MATERIAL PROVIDED:
** start **
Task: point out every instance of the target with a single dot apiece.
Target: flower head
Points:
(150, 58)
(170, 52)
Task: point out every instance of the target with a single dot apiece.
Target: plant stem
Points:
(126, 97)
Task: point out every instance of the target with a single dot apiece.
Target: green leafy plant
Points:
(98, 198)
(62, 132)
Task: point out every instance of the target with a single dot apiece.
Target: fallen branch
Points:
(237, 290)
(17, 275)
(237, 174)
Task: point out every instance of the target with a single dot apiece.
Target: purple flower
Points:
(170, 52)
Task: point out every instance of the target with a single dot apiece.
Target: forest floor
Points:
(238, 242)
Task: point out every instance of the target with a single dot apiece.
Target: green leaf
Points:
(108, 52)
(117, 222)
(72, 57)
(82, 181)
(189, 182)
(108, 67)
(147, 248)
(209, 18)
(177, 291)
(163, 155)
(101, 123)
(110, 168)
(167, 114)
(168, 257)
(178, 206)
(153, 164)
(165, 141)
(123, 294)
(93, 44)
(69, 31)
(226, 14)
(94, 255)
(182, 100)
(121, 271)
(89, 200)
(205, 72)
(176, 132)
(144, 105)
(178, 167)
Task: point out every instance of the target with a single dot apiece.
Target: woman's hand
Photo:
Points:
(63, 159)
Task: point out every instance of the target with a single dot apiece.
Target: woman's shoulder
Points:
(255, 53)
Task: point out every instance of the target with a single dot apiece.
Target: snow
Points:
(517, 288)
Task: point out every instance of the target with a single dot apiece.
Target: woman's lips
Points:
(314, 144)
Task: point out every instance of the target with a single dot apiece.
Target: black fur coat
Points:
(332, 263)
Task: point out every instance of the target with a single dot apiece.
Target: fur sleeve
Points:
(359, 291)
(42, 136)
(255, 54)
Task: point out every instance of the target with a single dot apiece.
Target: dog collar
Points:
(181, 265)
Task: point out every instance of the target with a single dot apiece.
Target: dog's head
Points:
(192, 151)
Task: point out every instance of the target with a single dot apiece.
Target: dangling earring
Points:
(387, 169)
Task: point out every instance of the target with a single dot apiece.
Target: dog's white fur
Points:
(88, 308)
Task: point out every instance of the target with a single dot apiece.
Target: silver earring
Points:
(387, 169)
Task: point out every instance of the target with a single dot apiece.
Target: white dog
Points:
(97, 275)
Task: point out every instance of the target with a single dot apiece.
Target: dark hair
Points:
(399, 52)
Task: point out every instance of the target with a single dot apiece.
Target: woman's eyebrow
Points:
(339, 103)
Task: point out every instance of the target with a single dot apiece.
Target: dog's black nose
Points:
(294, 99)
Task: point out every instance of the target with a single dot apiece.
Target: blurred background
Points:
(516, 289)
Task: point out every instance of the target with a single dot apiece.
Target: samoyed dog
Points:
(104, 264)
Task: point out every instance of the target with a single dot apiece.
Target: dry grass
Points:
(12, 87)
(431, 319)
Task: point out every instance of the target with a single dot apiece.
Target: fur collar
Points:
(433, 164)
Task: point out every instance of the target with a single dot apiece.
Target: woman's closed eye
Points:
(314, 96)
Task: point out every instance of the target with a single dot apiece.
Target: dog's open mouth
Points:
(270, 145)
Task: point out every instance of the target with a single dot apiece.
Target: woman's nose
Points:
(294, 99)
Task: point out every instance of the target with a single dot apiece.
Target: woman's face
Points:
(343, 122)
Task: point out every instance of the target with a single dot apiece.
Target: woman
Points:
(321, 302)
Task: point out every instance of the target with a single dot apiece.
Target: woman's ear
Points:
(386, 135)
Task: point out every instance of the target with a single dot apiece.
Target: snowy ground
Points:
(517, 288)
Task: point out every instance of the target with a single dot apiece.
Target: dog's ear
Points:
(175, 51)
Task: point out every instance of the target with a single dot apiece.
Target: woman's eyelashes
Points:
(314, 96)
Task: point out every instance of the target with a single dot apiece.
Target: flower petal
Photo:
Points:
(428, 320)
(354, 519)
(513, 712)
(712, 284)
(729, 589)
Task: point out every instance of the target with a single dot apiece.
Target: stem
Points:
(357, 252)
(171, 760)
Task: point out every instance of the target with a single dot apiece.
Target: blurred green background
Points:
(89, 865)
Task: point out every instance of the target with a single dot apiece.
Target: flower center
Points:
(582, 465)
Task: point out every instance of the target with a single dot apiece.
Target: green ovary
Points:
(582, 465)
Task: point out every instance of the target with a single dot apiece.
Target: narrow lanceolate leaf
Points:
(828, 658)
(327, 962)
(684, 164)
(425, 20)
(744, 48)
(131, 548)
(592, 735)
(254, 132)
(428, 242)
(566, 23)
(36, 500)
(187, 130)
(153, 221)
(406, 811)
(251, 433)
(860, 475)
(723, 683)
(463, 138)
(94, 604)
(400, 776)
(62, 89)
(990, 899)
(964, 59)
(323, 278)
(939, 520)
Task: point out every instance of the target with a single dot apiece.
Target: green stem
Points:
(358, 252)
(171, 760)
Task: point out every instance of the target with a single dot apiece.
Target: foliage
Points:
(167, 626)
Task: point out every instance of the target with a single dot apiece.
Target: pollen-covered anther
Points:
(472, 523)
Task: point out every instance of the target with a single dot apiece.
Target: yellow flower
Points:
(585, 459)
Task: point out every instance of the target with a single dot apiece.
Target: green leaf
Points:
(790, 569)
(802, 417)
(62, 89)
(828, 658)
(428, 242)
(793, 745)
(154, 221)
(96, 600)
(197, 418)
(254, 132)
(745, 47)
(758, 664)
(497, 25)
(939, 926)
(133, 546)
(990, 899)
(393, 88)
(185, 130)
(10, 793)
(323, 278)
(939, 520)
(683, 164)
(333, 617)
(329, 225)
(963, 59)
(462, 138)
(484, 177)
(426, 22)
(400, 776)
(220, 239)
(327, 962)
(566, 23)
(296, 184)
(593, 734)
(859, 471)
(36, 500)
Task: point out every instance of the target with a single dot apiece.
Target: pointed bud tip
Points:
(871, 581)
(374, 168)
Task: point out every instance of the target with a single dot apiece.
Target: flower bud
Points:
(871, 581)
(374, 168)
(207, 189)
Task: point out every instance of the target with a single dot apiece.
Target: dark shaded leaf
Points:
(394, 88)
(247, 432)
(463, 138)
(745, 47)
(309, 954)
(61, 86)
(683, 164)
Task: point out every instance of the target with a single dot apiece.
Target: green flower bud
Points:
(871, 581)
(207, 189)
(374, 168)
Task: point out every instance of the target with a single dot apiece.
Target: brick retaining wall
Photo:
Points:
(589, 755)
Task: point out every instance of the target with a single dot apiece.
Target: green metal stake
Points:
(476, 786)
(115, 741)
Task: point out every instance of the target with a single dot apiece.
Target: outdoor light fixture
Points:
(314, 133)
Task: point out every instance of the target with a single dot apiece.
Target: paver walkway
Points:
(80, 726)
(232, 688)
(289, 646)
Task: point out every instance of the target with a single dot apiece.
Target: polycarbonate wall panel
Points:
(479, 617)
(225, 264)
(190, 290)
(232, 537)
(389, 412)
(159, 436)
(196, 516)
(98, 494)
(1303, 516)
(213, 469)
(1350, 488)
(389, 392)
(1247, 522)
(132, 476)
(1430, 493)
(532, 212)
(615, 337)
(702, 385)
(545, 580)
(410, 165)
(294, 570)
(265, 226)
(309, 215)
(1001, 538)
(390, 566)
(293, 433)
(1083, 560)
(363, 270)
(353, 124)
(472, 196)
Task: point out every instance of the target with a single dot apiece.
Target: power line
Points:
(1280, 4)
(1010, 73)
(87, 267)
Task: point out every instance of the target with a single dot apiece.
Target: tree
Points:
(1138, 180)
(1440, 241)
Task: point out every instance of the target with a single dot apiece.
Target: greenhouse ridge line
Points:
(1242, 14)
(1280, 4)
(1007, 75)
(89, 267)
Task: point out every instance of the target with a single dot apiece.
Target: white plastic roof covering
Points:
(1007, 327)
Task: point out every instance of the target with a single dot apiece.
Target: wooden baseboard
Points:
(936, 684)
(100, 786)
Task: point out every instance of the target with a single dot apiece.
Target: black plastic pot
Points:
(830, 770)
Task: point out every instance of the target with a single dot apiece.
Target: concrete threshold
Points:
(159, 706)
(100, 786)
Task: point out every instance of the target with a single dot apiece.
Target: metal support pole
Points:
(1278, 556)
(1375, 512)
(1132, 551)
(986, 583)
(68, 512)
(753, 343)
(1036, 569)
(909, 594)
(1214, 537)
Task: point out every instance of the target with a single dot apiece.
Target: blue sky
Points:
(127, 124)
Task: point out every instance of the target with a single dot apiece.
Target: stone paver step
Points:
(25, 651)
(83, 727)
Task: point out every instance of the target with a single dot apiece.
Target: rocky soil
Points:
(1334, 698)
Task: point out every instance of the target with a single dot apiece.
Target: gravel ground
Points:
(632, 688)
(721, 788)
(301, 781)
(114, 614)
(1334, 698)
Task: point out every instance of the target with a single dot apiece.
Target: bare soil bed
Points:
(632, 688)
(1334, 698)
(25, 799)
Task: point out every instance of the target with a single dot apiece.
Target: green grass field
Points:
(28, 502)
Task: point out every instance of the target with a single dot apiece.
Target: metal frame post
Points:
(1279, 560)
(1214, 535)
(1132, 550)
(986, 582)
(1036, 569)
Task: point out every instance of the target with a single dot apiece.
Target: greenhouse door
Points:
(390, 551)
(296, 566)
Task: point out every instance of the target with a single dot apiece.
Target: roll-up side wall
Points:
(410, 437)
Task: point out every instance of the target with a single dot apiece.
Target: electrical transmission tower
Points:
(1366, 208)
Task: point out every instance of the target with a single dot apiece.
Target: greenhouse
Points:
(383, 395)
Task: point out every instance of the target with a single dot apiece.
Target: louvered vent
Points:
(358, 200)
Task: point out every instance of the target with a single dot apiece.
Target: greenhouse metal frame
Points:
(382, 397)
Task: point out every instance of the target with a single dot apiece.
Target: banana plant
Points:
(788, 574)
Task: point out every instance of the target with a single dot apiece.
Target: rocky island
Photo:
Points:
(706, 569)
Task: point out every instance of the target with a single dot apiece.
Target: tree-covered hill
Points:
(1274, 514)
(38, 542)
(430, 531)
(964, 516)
** end **
EXERCISE OBJECTIVE: Filter the material above: which lines contain the string "blurred"? Copy each of them.

RESULT BELOW:
Target: blurred background
Target: blurred green background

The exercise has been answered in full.